───── Fragmento de la página

No te metas con mi abuela

Cuando alguien escribe sus memorias no todo es certidumbre. En ellas caben trasfondos, inoculaciones, salvoconductos y hasta pasión. Tampoco es un arsenal de confesiones poco recurrentes para fomentar un espectáculo.

Con “Año Bisiesto”, José Ángel Buesa recreó poemas y anécdotas en un proyecto literario que pocos han superado a pesar del ostracismo que lo oculta debido a su condición de cubano emigrante.

Nicolás Guillén tuvo otra suerte con sus “Páginas vueltas”. Su insuperable ingenio de permitió involucrarse en múltiples vivencias que incluyeron estampas periodísticas, narraciones poéticas y narrativa de la buena.

Neruda se dejó vencer por el odio en “Confieso que he vivido” (¡Si él se hubiera despojado de su ego para saber la verdad oculta!). El gran poeta chileno intentó enmendar la plana con un tomo posterior: “Para nacer he nacido”, pero se quedó corto. Por suerte, su obra poética es muy superior.

Otras memorias inolvidables, pero ingenuas, salieron de la pluma de su compatriota Jorge Edwards. Ese solo libro, “Persona non grata” le valió algo más que el premio Cervantes de literatura. A pesar de sus injustos ataques a Nicolás Guillén, fue aclamado por su honestidad a prueba de ideologías.

La escritura de memorias como género no debe enfrentarse como un dictado de conciencia, ni con voluntad de estilo. Es otro tipo de literatura. El Gabo impactó al mundo tanto por el título como por el contenido de las suyas: “Vivir para contarla”.

Cuando se escriben memorias, hay que adornar la vida con un toque de ficción. Si no, corremos el riesgo del naufragio. Hay que investigar porque el discurso pude tener doble cara o ser un acto de venganza. El acto de escribir vale la pena.

Si he intentado recorrer algunos de los libros que de una forma u otra me han marcado es porque no sé cómo incluir en las mías cierto episodio revelador.

Mi bisabuelo paterno murió en combate. Fue un guerrero mambí a las órdenes de Antonio Maceo y Panchito Gómez Toro. La condición de Héroe del padre de mi abuela hizo que el gobierno de entonces le otorgara una pensión vitalicia a su única hija, recluida junto a algunas de sus descendientes en una modesta morada del pueblo de Santiago de las Vegas. No fue una suma extraordinaria, pero le permitió sobrevivir por el resto de sus días. Mis tías jamás mencionaron el tema. De labios de mi madre detonó la noticia. Durante su noviazgo, ella indagó los orígenes de su futura suegra y aquel hecho heroico inclinó la balanza a favor de su matrimonio.

──────────

- _Actividades_:
1) Copia textualmente el fragmento del texto sobre las memorias desde "Mi bisabuelo paterno" hasta "de su matrimonio.".
2) Según el texto sobre las memorias, ¿a las órdenes de quiénes combatió el bisabuelo paterno?
3) Continúa el texto sobre las memorias a partir de su última oración.

───── Datos proporcionados

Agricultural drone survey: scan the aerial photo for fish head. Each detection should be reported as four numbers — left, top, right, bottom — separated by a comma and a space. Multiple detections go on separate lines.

──────────

- _Resultados del ejercicio_:
1)
Mi bisabuelo paterno murió en combate. Fue un guerrero mambí a las órdenes de Antonio Maceo y Panchito Gómez Toro. La condición de Héroe del padre de mi abuela hizo que el gobierno de entonces le otorgara una pensión vitalicia a su única hija, recluida junto a algunas de sus descendientes en una modesta morada del pueblo de Santiago de las Vegas. No fue una suma extraordinaria, pero le permitió sobrevivir por el resto de sus días. Mis tías jamás mencionaron el tema. De labios de mi madre detonó la noticia. Durante su noviazgo, ella indagó los orígenes de su futura suegra y aquel hecho heroico inclinó la balanza a favor de su matrimonio.

2) A las órdenes de Antonio Maceo y Panchito Gómez Toro.

3)
El dinero no lo es todo. Mienten quienes presagian tormentas ante la falta de riquezas. Mi abuela nunca recibió diplomas, medallas, ni homenajes por ser hija de un mambí. El gobierno imaginó el consuelo familiar con un simple cheque debido a la sangre mambisa que corría por sus venas. Ella falleció en una humilde habitación, con pocas ropas y rodeada del amor de sus hijos y nietos. Conmigo fue cariñosa y gentil, como si leyera mi naturaleza indomable y me indujera a no creer en amenazas ni en cuentos de hadas. Nuestras breves conversaciones jamás tocaron temas de política y guerra. Supongo la validez de mi presencia frente a otros temas más íntimos y familiares.

El día de su muerte llegué tarde al velatorio por las inclemencias del transporte público habanero. No contemplé su rostro en el ataúd. Preferí conservar para la posteridad su eterna sonrisa.

Este es un episodio para mis memorias, porque rebota en mi interior, ajeno a la subjetividad ficcionaria. Le escribí uno de mis mejores textos. Lo incluí en el poemario “Loco de azul”. Mi madre siempre me rogó deshacerme de esos versos por la naturaleza diabólica de su metamensaje en un mundo que jamás lo iba a comprender. Solo por tratarse de mi abuela desoí los atinados consejos maternos. Era una deuda pública por aquella mujer que vivía rodeada de amor. Nada más necesitaba.

Siempre he pensado que la única forma de abrir la puerta de la intolerancia es derribándola. Por la buenas solo daremos la vuelta atrás después de pasar horas, semanas, meses y años tocando inútilmente. Si algo aprendí de mi abuela paterna fue a no predestinarme.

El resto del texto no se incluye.